■ **EXTRAIT DU DOCUMENT**
La seconde – et nous la plaçons dans un rapport de simultanéité avec la première – est le soutien inconditionnel économique aux familles avec l’instauration pour le premier degré, de la gratuité des modes d’accueil, de la cantine, des temps périscolaires, des séjours de vacances collectifs et des transports, en premier lieu pour les enfants qui vivent sous le seuil de pauvreté9 ; la gratuité des transports et de la cantine pour les collégiens et lycéens du second degré ; la gratuité également des transports aux étudiants et le versement pour ces derniers d’une allocation afin qu’ils puissent poursuivre leurs études supérieures sans subir de pression matérielle.

La troisième est de revenir à une scolarité et à un temps de formation préservés des pressions du monde du travail et dans lesquels le jeune se consacre à la construction de sa personnalité au contact de l’altérité, s’épanouit par le sport, la culture et les arts, développe son esprit critique, et se forme à exercer sa future citoyenneté tout en réfléchissant à son projet professionnel.

 

M. Julie Caupenne.

 

.

 

 

 

 

 

 

1 Le collectif CEP-Enfance composé de professionnels du monde de l’enfance dont l’Ancienne Défenseure des Enfants, Claire Brisset, propose l’institution d’un « Code de l’enfance » qui réunisse en un seul et même document l’ensemble des textes, tels que le Code de l’action sociale et des familles, le Code de l’éducation, le Code de la santé publique, le Code pénal, etc. Voir à ce sujet l’ouvrage collectif Enfance, l’état d’urgence. Nos exigences pour 2022 et après, Érès, 2021.

■ **DONNÉES ÉTUDIÉES**
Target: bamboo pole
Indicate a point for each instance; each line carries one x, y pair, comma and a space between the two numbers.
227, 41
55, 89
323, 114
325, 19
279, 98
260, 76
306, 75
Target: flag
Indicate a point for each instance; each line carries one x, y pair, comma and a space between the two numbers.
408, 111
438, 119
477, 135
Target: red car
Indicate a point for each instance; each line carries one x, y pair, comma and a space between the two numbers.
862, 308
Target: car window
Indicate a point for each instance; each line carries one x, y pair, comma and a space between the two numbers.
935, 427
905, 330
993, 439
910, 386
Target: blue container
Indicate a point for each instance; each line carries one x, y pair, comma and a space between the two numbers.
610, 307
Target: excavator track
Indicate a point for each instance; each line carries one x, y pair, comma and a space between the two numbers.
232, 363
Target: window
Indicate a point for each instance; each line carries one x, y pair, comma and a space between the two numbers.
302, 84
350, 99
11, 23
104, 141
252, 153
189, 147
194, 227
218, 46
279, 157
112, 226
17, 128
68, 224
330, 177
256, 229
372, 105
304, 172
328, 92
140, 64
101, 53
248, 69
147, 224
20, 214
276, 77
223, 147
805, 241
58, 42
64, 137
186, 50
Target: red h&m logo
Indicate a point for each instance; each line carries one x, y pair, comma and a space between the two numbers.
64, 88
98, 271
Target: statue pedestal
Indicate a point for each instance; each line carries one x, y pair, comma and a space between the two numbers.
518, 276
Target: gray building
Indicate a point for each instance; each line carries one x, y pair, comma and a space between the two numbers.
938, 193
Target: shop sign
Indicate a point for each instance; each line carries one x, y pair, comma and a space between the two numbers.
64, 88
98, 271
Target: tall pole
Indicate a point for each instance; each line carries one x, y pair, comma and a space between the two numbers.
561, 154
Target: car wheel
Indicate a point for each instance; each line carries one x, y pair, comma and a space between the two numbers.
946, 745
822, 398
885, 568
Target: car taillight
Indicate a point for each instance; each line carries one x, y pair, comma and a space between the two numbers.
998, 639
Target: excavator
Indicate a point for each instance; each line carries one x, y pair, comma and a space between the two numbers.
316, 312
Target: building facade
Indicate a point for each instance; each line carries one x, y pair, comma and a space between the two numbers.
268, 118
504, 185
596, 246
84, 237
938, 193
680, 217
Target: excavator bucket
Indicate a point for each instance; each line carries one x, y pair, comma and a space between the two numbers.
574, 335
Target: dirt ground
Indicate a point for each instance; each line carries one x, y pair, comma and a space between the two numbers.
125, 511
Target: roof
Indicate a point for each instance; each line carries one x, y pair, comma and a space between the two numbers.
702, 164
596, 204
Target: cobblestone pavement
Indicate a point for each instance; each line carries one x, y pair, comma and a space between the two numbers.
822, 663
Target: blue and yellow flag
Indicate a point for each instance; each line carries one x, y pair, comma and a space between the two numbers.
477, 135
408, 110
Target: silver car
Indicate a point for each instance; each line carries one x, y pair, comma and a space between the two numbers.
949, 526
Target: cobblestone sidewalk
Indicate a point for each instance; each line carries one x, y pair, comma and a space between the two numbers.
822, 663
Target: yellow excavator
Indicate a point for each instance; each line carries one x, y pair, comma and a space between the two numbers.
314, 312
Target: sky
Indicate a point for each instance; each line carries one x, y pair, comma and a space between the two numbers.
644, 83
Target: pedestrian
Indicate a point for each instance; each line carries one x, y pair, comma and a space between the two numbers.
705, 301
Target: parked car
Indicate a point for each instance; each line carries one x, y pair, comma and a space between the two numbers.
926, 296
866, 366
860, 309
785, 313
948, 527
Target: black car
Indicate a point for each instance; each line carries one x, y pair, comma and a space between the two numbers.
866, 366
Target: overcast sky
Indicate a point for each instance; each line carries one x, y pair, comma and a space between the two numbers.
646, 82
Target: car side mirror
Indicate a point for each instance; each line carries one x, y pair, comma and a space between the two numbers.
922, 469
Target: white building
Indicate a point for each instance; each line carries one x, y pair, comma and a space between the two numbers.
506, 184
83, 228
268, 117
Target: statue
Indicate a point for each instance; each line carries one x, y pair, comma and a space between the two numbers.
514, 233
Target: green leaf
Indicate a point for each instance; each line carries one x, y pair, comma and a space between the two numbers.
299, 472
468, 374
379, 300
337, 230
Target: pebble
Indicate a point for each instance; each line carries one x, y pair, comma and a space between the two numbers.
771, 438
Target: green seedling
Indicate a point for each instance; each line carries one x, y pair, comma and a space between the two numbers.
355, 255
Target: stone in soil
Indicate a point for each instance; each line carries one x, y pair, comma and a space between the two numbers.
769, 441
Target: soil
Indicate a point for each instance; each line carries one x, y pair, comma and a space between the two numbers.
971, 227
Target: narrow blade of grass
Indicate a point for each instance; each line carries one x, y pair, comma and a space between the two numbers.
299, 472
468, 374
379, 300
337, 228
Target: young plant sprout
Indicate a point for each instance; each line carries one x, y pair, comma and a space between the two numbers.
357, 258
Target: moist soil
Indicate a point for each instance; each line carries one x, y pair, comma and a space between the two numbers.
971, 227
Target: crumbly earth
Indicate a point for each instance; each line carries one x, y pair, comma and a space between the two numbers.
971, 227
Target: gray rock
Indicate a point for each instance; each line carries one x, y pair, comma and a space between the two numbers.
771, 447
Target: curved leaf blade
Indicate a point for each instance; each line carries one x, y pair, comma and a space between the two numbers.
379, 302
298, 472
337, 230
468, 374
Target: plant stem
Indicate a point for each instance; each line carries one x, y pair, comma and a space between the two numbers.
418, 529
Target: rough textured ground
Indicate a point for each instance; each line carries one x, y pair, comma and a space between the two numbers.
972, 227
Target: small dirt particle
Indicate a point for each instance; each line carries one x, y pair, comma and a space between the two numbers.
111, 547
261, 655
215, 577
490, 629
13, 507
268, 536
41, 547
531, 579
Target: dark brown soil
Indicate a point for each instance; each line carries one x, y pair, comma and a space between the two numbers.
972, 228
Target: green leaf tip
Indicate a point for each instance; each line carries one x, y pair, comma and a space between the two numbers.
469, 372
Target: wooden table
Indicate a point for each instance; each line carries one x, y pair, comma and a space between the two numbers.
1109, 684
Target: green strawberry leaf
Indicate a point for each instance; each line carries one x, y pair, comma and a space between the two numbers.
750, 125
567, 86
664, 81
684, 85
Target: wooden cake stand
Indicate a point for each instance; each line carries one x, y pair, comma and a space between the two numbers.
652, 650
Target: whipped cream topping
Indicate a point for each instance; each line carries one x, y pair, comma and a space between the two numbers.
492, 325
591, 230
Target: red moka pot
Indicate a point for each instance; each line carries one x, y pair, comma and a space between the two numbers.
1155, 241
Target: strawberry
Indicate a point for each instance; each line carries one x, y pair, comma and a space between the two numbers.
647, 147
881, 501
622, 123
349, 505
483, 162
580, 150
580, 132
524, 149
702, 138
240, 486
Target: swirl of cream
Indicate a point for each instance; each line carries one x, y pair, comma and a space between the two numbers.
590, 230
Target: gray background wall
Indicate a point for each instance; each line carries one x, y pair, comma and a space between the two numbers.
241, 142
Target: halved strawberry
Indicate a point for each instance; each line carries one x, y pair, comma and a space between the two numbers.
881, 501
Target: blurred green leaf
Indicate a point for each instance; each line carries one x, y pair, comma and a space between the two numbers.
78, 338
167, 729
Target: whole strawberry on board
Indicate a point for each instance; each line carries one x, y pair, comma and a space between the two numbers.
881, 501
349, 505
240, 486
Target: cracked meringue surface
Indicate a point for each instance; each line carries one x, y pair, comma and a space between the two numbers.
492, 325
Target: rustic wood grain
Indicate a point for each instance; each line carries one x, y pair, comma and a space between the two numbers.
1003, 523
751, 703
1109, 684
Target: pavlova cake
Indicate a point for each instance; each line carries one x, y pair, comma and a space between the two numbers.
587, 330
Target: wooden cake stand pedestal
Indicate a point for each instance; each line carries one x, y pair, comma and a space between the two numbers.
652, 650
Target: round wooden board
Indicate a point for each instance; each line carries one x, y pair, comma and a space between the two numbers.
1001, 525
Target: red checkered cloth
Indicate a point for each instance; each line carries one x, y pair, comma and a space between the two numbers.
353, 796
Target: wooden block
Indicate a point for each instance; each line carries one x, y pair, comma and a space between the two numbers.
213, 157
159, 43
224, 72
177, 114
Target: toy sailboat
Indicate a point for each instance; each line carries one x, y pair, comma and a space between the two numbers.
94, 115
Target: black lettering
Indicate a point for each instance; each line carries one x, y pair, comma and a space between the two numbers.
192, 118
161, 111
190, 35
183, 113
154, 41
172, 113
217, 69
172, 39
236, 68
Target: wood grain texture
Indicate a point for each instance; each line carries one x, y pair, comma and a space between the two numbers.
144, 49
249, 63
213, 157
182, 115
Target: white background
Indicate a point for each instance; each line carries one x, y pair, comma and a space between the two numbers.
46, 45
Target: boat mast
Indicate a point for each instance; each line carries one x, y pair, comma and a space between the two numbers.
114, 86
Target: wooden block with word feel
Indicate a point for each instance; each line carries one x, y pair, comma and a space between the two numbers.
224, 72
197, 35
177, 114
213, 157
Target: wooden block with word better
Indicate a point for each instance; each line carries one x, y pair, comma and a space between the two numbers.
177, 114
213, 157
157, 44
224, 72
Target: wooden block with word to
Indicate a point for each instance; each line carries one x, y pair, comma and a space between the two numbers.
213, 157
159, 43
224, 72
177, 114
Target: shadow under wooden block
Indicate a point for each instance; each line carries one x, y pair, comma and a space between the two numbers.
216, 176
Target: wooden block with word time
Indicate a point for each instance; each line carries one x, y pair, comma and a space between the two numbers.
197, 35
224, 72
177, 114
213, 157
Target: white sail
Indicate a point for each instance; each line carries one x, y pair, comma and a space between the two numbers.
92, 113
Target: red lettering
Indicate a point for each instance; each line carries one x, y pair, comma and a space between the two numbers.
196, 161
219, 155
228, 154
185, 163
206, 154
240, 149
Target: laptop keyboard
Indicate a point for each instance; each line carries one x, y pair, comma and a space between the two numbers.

■ **TRAVAIL DEMANDÉ**
Poursuivez l'extrait sur la politique de l'enfance à partir de l'endroit où il s'arrête. Les items n'ont aucun lien avec l'extrait sur la politique de l'enfance.

■ **VOTRE RÉPONSE**
2 Le Code de l’éducation fait l’objet de modifications incessantes. Si l’on prend par exemple l’article L111-2 qui fait partie des « dispositions générales et communes » d’où découlent « les principes généraux de l’éducation » et que l’on compare les versions en vigueur entre celle du 10 juillet 2013 au 29 juillet 2019 et celle, récente, du 29 juillet 2019 au 25 août 2021, on peut lire, dans la seconde version, les ajouts suivants en italique : « La formation scolaire favorise l'épanouissement de l'enfant, lui permet d'acquérir une culture, le prépare à la vie professionnelle et à l'exercice de ses responsabilités d'homme ou de femme et de citoyen ou de citoyenne. Elle prépare à l'éducation et à la formation tout au long de la vie. Elle favorise également l'éducation manuelle. Elle développe les connaissances, les compétences et la culture nécessaires à l'exercice de la citoyenneté dans la société contemporaine de l'information et de la communication. Elle favorise l'esprit d'initiative et l'esprit d'équipe, notamment par l'activité physique et sportive. Les familles sont associées à l'accomplissement de ces missions. » La toute dernière version en vigueur à partir du 25 août 2021 ajoute la phrase suivante : « Elle développe les connaissances scientifiques, les compétences et la culture nécessaires à la compréhension des enjeux environnementaux, sanitaires, sociaux et économiques de la transition écologique et du développement durable. » Ces différentes modifications nous semblent révélatrices des visions successives de l’école portées par les dirigeants politiques en lien avec les transformations de la société.

3 Sigmund Freud, Résultats, idées, problèmes I [1914], Paris, PUF, 1991, p.131-132.

4 Marie-Jean Sauret, « Le symptôme “ scolaire ” », Cliniques méditerranéennes, n°102, Érès, août 2020, p.81-82.

 

5 Ibid, p.84.

6 Ibid, p. 90.

7 Le manque d’attractivité du métier est bien documenté à travers l’effondrement du nombre de candidats se présentant aux concours de l’enseignement et, avec chaque année, des postes non pourvus dans plusieurs disciplines du second degré.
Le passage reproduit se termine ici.